**OBJECTIF 1**
Traduisez en anglais cette phrase de l'article sur le Liban : « Netanyahu mise sur les divisions du Liban en exploitant les tensions partisanes, religieuses et démographiques et en misant sur la complicité de personnalités libanaises pro-occidentales qui se présentent comme des défenseurs de la « souveraineté ». »
**OBJECTIF 2**
Recopiez tel quel le passage de l'article sur le Liban situé entre « Cette illusion a » et « dans son pied. », ces deux bouts de phrase compris.
**OBJECTIF 3**
Écrivez la suite de l'article sur le Liban à partir de sa dernière phrase.

**EXTRAIT DE PAGE**
━━━

Khalil Harb, 29 octobre 2024. Les manœuvres diplomatiques menées par Washington et d’autres capitales occidentales, aux côtés de l’immense ambassade américaine à Beyrouth, reposent sur un postulat erroné : le Liban est fracturé et vulnérable, mûr pour une sorte de « palestinisation ».
Cette illusion a enhardi le Premier ministre israélien Benjamin Netanyahu, qui croit qu’avec le soutien diplomatique indéfectible des puissances occidentales – notamment de l’envoyé américain d’origine israélienne Amos Hochstein – il peut gagner du terrain politique au Liban, d’autant plus que sa guerre contre la Palestine n’est toujours pas résolue un an après, une épine perpétuelle dans son pied.
Netanyahu mise sur les divisions du Liban en exploitant les tensions partisanes, religieuses et démographiques et en misant sur la complicité de personnalités libanaises pro-occidentales qui se présentent comme des défenseurs de la « souveraineté ».

━━━

**DONNÉES FOURNIES**

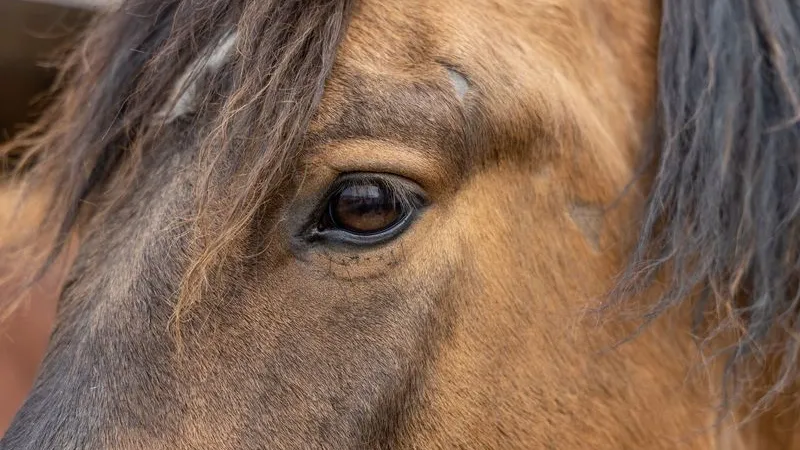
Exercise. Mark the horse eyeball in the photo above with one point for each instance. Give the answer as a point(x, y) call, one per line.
point(365, 209)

━━━

**RÉPONSE 1**
Netanyahu is betting on Lebanon's divisions by exploiting partisan, religious, and demographic tensions and by counting on the complicity of pro-Western Lebanese figures who present themselves as defenders of "sovereignty."

**RÉPONSE 2**
Cette illusion a enhardi le Premier ministre israélien Benjamin Netanyahu, qui croit qu’avec le soutien diplomatique indéfectible des puissances occidentales – notamment de l’envoyé américain d’origine israélienne Amos Hochstein – il peut gagner du terrain politique au Liban, d’autant plus que sa guerre contre la Palestine n’est toujours pas résolue un an après, une épine perpétuelle dans son pied.

**RÉPONSE 3**
Pourtant, leurs ambitions ne dépassent guère celles de Mahmoud Abbas (Abou Mazen), le président de l’Autorité palestinienne (AP), qui reste, de manière invraisemblable, le lèche-bottes le plus évident de tous les dirigeants arabes d’Asie occidentale. Certaines de ces personnalités libanaises trépignent d’impatience, prêtes à agir comme une version libanaise d’Abou Mazen – prêtes à céder le pouvoir en désarmant la résistance, en acceptant une souveraineté limitée proche de celle de l’AP et en permettant aux forces ennemies d’entrer dans les villes et les villages à volonté, en commettant des assassinats et des raids sous les ordres de Tel-Aviv.
Ce scénario n’est pas seulement théorique. Ce qu’Israël attend du Liban, selon des sources parlant à The Cradle, ressemble à l’accord maudit du 17 mai 1983 – un accord de paix polémique signé entre Beyrouth et Tel-Aviv sous la médiation des États-Unis qui visait à mettre fin aux hostilités mais qui a effectivement sapé la souveraineté du Liban, approfondi les divisions internes et déclenché une réaction généralisée, alimentant finalement une nouvelle phase de résistance.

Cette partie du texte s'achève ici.